Supplied material.
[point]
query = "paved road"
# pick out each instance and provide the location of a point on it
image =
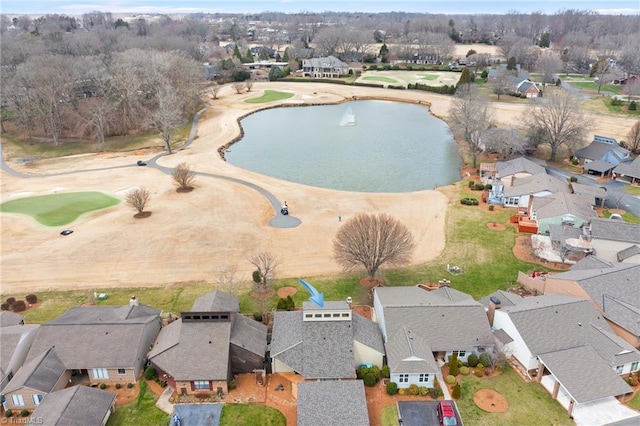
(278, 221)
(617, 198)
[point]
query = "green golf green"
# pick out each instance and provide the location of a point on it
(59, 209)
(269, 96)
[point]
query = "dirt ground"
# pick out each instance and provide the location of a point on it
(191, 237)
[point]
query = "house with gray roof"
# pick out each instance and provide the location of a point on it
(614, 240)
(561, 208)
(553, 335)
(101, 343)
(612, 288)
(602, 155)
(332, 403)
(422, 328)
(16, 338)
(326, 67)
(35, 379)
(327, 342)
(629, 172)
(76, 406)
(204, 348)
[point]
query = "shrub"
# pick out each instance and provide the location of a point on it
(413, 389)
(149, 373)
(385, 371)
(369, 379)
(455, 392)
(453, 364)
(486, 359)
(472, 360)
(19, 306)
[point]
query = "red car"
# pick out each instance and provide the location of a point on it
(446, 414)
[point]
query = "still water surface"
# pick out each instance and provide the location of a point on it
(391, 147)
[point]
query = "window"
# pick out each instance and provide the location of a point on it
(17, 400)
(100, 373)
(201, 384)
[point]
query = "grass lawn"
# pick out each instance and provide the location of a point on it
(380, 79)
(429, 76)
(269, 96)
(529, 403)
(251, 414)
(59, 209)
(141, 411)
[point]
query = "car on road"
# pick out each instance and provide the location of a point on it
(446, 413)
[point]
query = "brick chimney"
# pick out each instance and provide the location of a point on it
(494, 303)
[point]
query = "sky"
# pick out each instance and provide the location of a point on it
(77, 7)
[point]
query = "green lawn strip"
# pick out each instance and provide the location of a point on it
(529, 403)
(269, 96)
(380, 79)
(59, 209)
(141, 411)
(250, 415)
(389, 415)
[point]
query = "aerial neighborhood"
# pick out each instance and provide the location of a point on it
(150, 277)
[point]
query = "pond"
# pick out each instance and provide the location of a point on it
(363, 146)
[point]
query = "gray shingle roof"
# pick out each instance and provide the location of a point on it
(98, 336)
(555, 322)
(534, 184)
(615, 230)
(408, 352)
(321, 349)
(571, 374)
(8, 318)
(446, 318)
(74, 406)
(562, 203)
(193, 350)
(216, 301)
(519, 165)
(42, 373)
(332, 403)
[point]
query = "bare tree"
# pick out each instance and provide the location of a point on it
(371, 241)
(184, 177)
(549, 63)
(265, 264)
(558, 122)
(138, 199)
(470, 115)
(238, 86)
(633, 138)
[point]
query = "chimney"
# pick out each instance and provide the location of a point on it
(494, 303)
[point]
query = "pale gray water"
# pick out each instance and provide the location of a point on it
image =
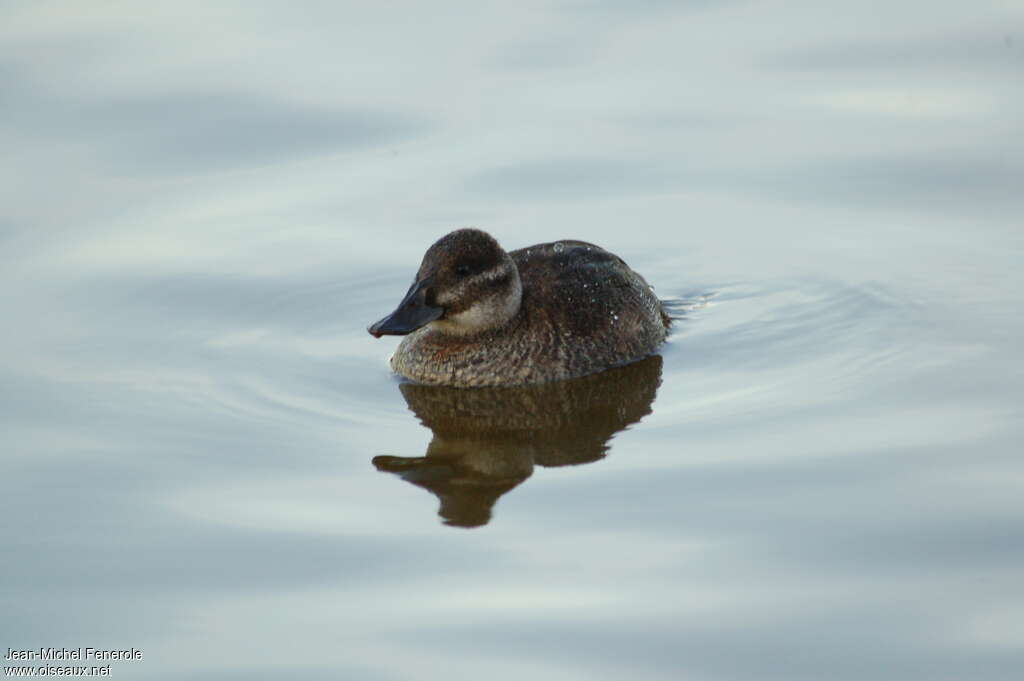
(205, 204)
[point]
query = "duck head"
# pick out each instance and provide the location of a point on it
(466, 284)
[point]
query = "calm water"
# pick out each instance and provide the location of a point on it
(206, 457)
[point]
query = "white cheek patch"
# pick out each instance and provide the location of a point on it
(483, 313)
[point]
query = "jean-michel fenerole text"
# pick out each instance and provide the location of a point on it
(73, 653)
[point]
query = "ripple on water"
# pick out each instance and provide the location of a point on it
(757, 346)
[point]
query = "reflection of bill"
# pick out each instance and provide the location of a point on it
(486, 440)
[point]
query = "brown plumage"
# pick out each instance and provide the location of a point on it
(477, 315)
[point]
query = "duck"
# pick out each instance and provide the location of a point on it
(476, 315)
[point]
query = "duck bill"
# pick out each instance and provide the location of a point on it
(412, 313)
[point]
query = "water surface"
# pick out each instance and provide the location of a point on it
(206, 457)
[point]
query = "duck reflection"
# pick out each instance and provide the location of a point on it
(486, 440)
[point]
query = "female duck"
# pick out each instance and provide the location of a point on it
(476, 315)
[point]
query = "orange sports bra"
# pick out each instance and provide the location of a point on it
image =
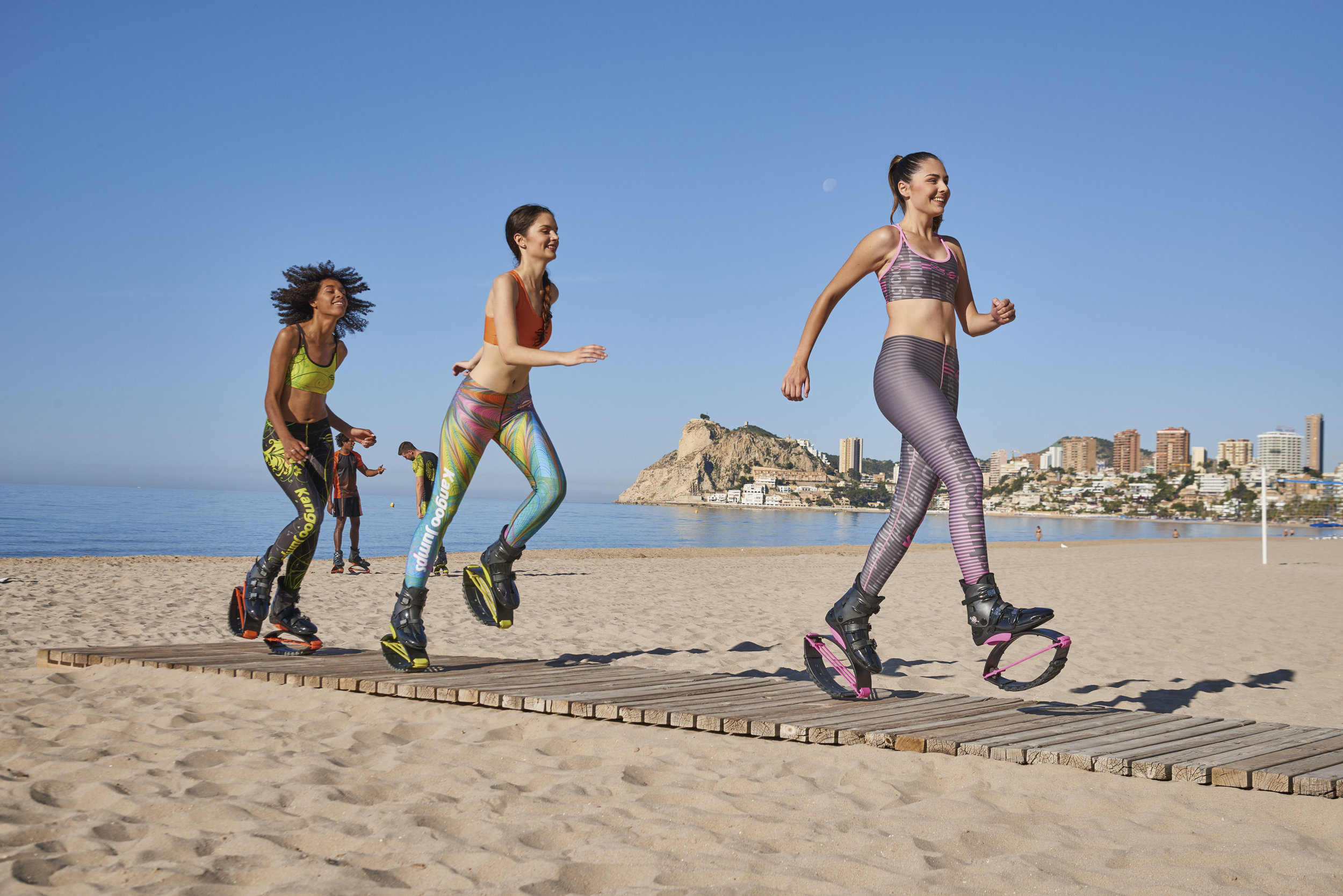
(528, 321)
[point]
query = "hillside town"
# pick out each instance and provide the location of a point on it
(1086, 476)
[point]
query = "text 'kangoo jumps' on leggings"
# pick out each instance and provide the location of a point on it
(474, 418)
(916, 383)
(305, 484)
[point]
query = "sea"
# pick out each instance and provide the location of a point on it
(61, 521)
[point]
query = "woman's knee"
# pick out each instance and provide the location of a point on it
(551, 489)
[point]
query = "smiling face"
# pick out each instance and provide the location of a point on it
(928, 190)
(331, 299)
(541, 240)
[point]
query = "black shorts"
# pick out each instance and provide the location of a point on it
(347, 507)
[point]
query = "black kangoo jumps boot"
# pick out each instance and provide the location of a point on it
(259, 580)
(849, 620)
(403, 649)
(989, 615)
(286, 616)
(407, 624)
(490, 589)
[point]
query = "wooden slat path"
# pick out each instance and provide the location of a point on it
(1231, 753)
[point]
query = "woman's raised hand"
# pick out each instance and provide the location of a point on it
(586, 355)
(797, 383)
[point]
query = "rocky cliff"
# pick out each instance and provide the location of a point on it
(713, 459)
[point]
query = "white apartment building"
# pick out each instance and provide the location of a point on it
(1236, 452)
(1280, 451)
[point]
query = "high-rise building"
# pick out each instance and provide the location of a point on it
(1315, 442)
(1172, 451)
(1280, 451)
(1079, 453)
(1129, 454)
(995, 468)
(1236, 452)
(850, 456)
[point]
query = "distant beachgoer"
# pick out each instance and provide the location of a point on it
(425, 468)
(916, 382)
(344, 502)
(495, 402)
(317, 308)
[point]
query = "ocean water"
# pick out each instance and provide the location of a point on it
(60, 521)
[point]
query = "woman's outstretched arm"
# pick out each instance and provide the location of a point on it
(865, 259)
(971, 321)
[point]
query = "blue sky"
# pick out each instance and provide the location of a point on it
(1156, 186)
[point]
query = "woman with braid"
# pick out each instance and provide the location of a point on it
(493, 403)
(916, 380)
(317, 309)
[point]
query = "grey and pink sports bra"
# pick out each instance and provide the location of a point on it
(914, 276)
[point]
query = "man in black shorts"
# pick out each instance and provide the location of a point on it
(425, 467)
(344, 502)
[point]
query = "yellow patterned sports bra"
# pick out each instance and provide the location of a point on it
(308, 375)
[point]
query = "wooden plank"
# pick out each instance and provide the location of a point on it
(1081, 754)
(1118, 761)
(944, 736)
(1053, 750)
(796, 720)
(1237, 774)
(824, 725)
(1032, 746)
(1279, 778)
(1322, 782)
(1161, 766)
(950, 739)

Stated task.
Every entry must be reproduced exactly, with the images left out.

Output for this exercise.
[point]
query = "paved road"
# pick out each instance and provide the location of a point on it
image =
(278, 221)
(617, 198)
[point]
query = "green golf green"
# pick out each instance and provide the location of a point on it
(59, 209)
(269, 96)
[point]
query = "dirt ground"
# pick out each instance and provide the location of a point on it
(191, 237)
[point]
query = "house with gray roof"
# pick out each instance and provide the location of a point on it
(614, 240)
(561, 208)
(553, 335)
(101, 343)
(612, 288)
(602, 155)
(332, 403)
(422, 328)
(16, 338)
(326, 67)
(35, 379)
(327, 342)
(629, 172)
(76, 406)
(204, 348)
[point]
query = "shrub"
# pick out each instance and provide the location of a point on it
(413, 389)
(149, 373)
(385, 371)
(369, 379)
(455, 392)
(453, 364)
(486, 359)
(472, 360)
(19, 306)
[point]
query = "red car"
# pick out each instance and provide the location of a point on it
(446, 414)
[point]
query = "still water surface"
# pick out each instance and provide the location of a point on it
(391, 147)
[point]
query = "window"
# pick out each instance and provide the location of a point on it
(17, 400)
(100, 373)
(201, 384)
[point]
query = "grass lawn"
# pick out each instance and provide the location of a point on it
(380, 79)
(429, 76)
(269, 96)
(529, 403)
(251, 414)
(59, 209)
(141, 411)
[point]
query = "car on road"
# pick out each instance and provide the location of a point on it
(446, 413)
[point]
query = "brick chimney"
# pick out each instance and provide the location of a point on it
(494, 303)
[point]
query = "sky"
# pick out each instance and provide the location of a point on it
(77, 7)
[point]
query = "green lawn strip"
# pick out each instance and provide the location of a point on it
(529, 403)
(269, 96)
(380, 79)
(59, 209)
(141, 411)
(250, 415)
(389, 415)
[point]
query = "aerial neighborhood"
# pick out each instance and provide the location of a point on it
(150, 277)
[point]
query = "pond"
# pick out each instance and provide the location of a point on it
(363, 146)
[point]
query = "gray shingle roof"
# pick out each instance and provide the location of a point on it
(98, 336)
(555, 322)
(534, 184)
(615, 230)
(408, 352)
(321, 349)
(571, 374)
(8, 318)
(446, 318)
(74, 406)
(562, 203)
(193, 350)
(216, 301)
(519, 165)
(42, 373)
(332, 403)
[point]
query = "bare tree"
# pick out each instance and provide the location of a point on it
(371, 241)
(184, 177)
(549, 63)
(265, 264)
(558, 122)
(138, 199)
(470, 115)
(238, 86)
(633, 138)
[point]
query = "chimney"
# pick out each instance and provide the location of a point on it
(494, 303)
[point]
query = "pale gray water"
# pick out each instance and provide the location of a point on it
image =
(205, 204)
[point]
query = "duck head"
# pick out each instance and provide the location of a point on it
(466, 284)
[point]
query = "calm water"
# pick out each instance and provide the location of a point on it
(206, 457)
[point]
query = "white cheek patch"
# pick out each instance and provide the location of a point on it
(483, 313)
[point]
query = "jean-michel fenerole text"
# pick out each instance and provide the location of a point on it
(73, 653)
[point]
query = "ripple on water"
# pick out each instance and provide the location of a point on it
(757, 346)
[point]
query = "reflection of bill"
# pick out each instance and provide the location of a point on it
(486, 440)
[point]
query = "brown plumage"
# pick out each instance and provide the location of a point on it
(477, 315)
[point]
query = "duck"
# pick out each instance and provide the location of a point on it
(476, 315)
[point]
query = "duck bill"
# pick out each instance and provide the location of a point on it
(412, 313)
[point]
query = "water surface"
# pick out each instance and provide the location of a point on it
(206, 457)
[point]
query = "duck reflection"
# pick out each instance and provide the location of a point on it
(486, 440)
[point]
query = "female duck"
# pick out each instance and provide the location of a point on it
(476, 315)
[point]
query = "orange sports bra"
# pick out each instance and provide the location of a point on it
image =
(528, 321)
[point]
query = "hillside town"
# pick out each instance and provide the location of a point on it
(1086, 476)
[point]
query = "text 'kangoo jumps' on leggings"
# pick out each instance and provide the location of a point on it
(474, 418)
(916, 383)
(305, 484)
[point]
query = "sea"
# pick out each instance and provide the location of a point on it
(61, 521)
[point]
query = "woman's knee"
# pick out each instance and provide the location of a point on it
(551, 489)
[point]
query = "smiling face"
# pick out each instance and provide the location of a point on it
(928, 190)
(331, 299)
(541, 240)
[point]
query = "black shorts"
# pick out each instance and provide the location of a point on it
(347, 507)
[point]
query = "black kangoo jumps boot"
# pick out each instance and provide the location of a point on it
(259, 580)
(849, 620)
(403, 649)
(989, 615)
(286, 616)
(407, 624)
(490, 589)
[point]
query = "wooden slat path"
# pick out each instance and provide the location of a point on it
(1231, 753)
[point]
query = "woman's raised hand"
# pick out each instance and provide the location of a point on it
(586, 355)
(797, 383)
[point]
query = "rocky cliff"
# pick out each instance and provide the location of a point on it
(713, 459)
[point]
query = "white apartment building"
# pick out each instance and provide the location of a point on it
(1236, 452)
(1280, 451)
[point]
query = "high-rise building"
# pick out each instance and provide the location of a point on it
(1315, 442)
(1172, 451)
(1280, 451)
(1079, 453)
(1129, 454)
(995, 468)
(1236, 452)
(850, 456)
[point]
query = "distant beachgoer"
# pick out each instance and provide the location of a point on it
(425, 468)
(916, 382)
(344, 502)
(495, 402)
(317, 308)
[point]
query = "ocean water"
# pick out each instance and provide the location of a point on it
(60, 521)
[point]
query = "woman's outstretched arm"
# pick out each instance and provide the location of a point on it
(865, 259)
(971, 321)
[point]
query = "blue sky"
# pick out each instance and provide the location of a point on it
(1156, 186)
[point]
query = "woman with braid"
# pick out each instance and provide the location of a point on it
(493, 403)
(916, 380)
(317, 309)
[point]
query = "grey and pink sports bra"
# pick out each instance and provide the location of a point on it
(914, 276)
[point]
query = "man in black shorts"
# pick out each instance and provide the location of a point on it
(425, 467)
(344, 502)
[point]
query = "yellow patterned sports bra"
# pick out each instance and provide the location of a point on it
(308, 375)
[point]
query = "wooden plank"
# pick out each instance and provide the location of a point on it
(1081, 754)
(1118, 761)
(944, 736)
(1053, 750)
(796, 720)
(1237, 774)
(824, 725)
(1032, 746)
(1279, 778)
(1322, 782)
(1161, 766)
(950, 739)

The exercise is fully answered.